__Passage to read__:
I would warn him that he will kill his goats like that ... probably worded a bit better than I did, though :laugh:


----------



## xymenah (Jul 1, 2011)

Please be careful with bread. I was friends with someone who had three wethers and he fed them too much bread. Their stomachs literally exploded and they all died. I mix dried bread in my goats grain but that's only a small handful per goat.


----------



## toth boer goats (Jul 20, 2008)

Always in moderation, treats are fine. Not main meals. 

You can freeze the bread and give it here and there, that is what we do. 
We will bring out a couple of loafs, open the bread bag, spread them out on the tailgate of our pickup, in the summer and let the sun dry it, then will feed it to the goats, sounds like they are eating tator chips, LOL.


----------



## luvmyherd (Apr 9, 2011)

__Data excerpt__:
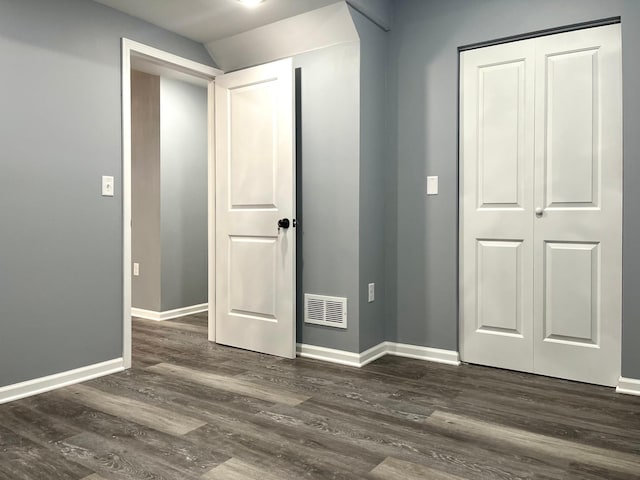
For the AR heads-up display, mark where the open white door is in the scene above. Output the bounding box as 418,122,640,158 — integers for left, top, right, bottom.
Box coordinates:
215,59,296,358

__Set exercise__:
Resume the forum thread above on feeding bread to goats by writing the post that follows its final heading, "luvmyherd (Apr 9, 2011)".

__The output__:
My chickens do free range. The are picky about which stuff they will eat though. They did not like the whole wheat English muffins. Our freezers are full of the stuff. He will probably come by with more this weekend.
And that is after my kids go through and pick out the best stuff to take home.
Unfortunately neither my husband nor I can eat wheat. There is some good stuff. English muffins, bagels, sourdough. Lots of the more expensive fancy breads.


----------



## toth boer goats (Jul 20, 2008)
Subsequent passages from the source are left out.